**Tasks to perform:**
1. Return the passage of the T2108 market update from "T2108 Status: 59.4%" to "current trading range.", copied word for word.
2. Rewrite the listing from the line with "Query: grass patch" through the end of the listing as a Markdown table with the columns Row and Line. Number each line in order and omit blank lines.

**Provided text:**
********************
T2108 Update (January 20, 2017) – Looking Past the S&P 500’s Post-Inauguration Yawn

(T2108 measures the percentage of stocks trading above their respective 40-day moving averages [DMAs]. It helps to identify extremes in market sentiment that are likely to reverse. To learn more about it, see my T2108 Resource Page. You can follow real-time T2108 commentary on twitter using the #T2108 hashtag. T2108-related trades and other trades are occasionally posted on twitter using the #120trade hashtag. T2107 measures the percentage of stocks trading above their respective 200DMAs)

T2108 Status: 59.4%
T2107 Status: 66.7%
VIX Status: 11.5
General (Short-term) Trading Call: bearish
Active T2108 periods: Day #231 over 20%, Day #51 over 30%, Day #50 over 40%, Day #48 over 50% (overperiod), Day #2 under 60% (underperiod), Day #11 under 70%

Commentary
I had hoped that the inauguration of Donald J. Trump as the 45th President of the United States would provide a catalyst to nudge the market into the direction of its next big move. No such luck. It was another blah day on the market as the S&P 500 (SPY) gained 0.3% with the high of the day neatly stopping near the top of the current trading range.
********************
**Dataset content:**
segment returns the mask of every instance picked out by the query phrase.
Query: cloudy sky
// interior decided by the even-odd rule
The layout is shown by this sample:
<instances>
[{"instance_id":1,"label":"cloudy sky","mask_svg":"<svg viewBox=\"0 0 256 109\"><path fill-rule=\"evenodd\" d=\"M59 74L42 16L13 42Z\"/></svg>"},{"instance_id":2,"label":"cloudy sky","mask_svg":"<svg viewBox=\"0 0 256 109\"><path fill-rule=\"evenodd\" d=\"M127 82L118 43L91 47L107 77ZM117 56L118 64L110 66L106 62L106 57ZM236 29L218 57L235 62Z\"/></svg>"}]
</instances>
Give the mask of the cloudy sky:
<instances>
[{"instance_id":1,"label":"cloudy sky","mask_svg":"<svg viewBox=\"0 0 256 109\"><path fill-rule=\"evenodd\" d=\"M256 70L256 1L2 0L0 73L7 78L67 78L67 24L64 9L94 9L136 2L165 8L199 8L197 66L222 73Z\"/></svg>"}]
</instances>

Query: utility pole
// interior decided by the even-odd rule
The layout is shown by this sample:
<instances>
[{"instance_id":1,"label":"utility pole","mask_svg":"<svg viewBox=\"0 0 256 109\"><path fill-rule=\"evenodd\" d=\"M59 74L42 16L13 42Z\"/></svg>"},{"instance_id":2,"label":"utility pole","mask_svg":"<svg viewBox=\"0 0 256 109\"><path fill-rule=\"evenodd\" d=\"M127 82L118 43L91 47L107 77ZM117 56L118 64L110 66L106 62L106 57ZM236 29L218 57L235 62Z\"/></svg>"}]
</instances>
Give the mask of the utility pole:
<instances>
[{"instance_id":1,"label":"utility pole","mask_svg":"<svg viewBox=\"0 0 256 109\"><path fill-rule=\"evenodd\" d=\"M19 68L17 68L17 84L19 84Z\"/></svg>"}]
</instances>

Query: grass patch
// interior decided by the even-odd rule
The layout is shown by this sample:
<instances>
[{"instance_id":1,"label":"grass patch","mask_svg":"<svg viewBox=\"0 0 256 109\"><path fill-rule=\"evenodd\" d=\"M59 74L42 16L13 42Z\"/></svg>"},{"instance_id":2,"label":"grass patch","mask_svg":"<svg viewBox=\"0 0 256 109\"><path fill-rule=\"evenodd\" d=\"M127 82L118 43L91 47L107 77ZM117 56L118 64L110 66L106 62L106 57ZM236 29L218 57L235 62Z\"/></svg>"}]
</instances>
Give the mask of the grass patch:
********************
**Solved tasks:**
1.
T2108 Status: 59.4%
T2107 Status: 66.7%
VIX Status: 11.5
General (Short-term) Trading Call: bearish
Active T2108 periods: Day #231 over 20%, Day #51 over 30%, Day #50 over 40%, Day #48 over 50% (overperiod), Day #2 under 60% (underperiod), Day #11 under 70%

Commentary
I had hoped that the inauguration of Donald J. Trump as the 45th President of the United States would provide a catalyst to nudge the market into the direction of its next big move. No such luck. It was another blah day on the market as the S&P 500 (SPY) gained 0.3% with the high of the day neatly stopping near the top of the current trading range.

2.
| Row | Line |
|---|---|
| 1 | Query: grass patch |
| 2 | // interior decided by the even-odd rule |
| 3 | The layout is shown by this sample: |
| 4 | <instances> |
| 5 | [{"instance_id":1,"label":"grass patch","mask_svg":"<svg viewBox=\"0 0 256 109\"><path fill-rule=\"evenodd\" d=\"M59 74L42 16L13 42Z\"/></svg>"},{"instance_id":2,"label":"grass patch","mask_svg":"<svg viewBox=\"0 0 256 109\"><path fill-rule=\"evenodd\" d=\"M127 82L118 43L91 47L107 77ZM117 56L118 64L110 66L106 62L106 57ZM236 29L218 57L235 62Z\"/></svg>"}] |
| 6 | </instances> |
| 7 | Give the mask of the grass patch: |